Dopo aver subito una condanna in primo grado a cinque anni e otto mesi per l'accusa di aver riciclato i soldi del padre, oggi il figlio Massimo ha cambiato strategia. Si mostra collaborativo con le Procure di Palermo e di Caltanissetta, deciso a raccontare ogni segreto. Massimo era l'ombra del padre, il suo braccio destro. Accompagnava don Vito agli appuntamenti più importanti.
Raccoglieva le confidenze. Incontrava a casa le persone in udienza, questuanti che giorno e notte chiedevano di aggiustare le cose, di sistemare gli amici degli amici. Ma anche potenti. Come quel misterioso ingegner Loverde che arrivava senza preavviso e si intratteneva sino a notte fonda. Solo anni dopo il figlio dell'ex sindaco riconoscerà negli identikit apparsi sui giornali Bernardo
Provenzano, l'imprendibile padrino alla macchia dal 1963 che verrà arrestato solo nel 2006 dopo quarantatré anni di pizzini, tra complicità e protezioni.
Massimo Ciancimino viene convocato in Procura dopo aver svelato per la prima volta nel dicembre del 2007 i rapporti diretti tra suo padre e Provenzano in un'intervista rilasciata all'autore e pubblicata su «Panorama»: (9)
Avevo diciassette anni quando ebbi il sospetto che Provenzano venisse a casa, nel centro di Palermo, a incontrare mio padre. [...] Provenzano si faceva chiamare ingegner Loverde. Un giorno da ragazzino sfogliai «Epoca» e riconobbi nell'identikit di Provenzano, già superlatitante, proprio l'ingegner Loverde, l'unica persona che incontrava mio padre a casa senza appuntamento. A volte lo riceveva in pigiama. Si chiudevano in camera da letto e discutevano per ore. Essendo nottambulo, mio padre spesso di giorno dormiva. Siccome io dovevo studiare, rimanevo a casa e filtravo le sue telefonate. (10)

» COMPITI DELL'ESERCIZIO
1. Elenca tutti gli anni scritti in cifre nel brano su Massimo Ciancimino.
2. Riproduci il brano su Massimo Ciancimino da "Raccoglieva le confidenze." a "complicità e protezioni.", estremi inclusi.
3. Secondo il brano su Massimo Ciancimino, perché Massimo restava a casa a filtrare le telefonate del padre? Rispondi in una o due frasi.

Voci di un set di dati:
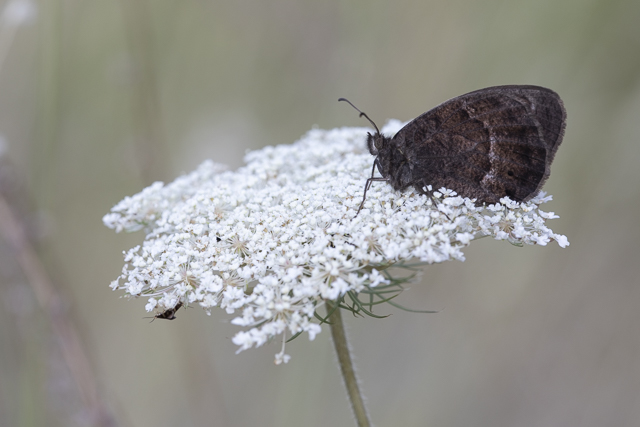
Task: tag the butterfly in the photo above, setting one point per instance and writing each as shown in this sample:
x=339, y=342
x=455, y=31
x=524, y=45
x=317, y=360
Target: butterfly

» RISPOSTE PER COMPITO
1. 1963, 2006, 2007

2.
Raccoglieva le confidenze. Incontrava a casa le persone in udienza, questuanti che giorno e notte chiedevano di aggiustare le cose, di sistemare gli amici degli amici. Ma anche potenti. Come quel misterioso ingegner Loverde che arrivava senza preavviso e si intratteneva sino a notte fonda. Solo anni dopo il figlio dell'ex sindaco riconoscerà negli identikit apparsi sui giornali Bernardo
Provenzano, l'imprendibile padrino alla macchia dal 1963 che verrà arrestato solo nel 2006 dopo quarantatré anni di pizzini, tra complicità e protezioni.

3. Massimo rimaneva a casa perché doveva studiare. Il padre invece, essendo nottambulo, di giorno spesso dormiva.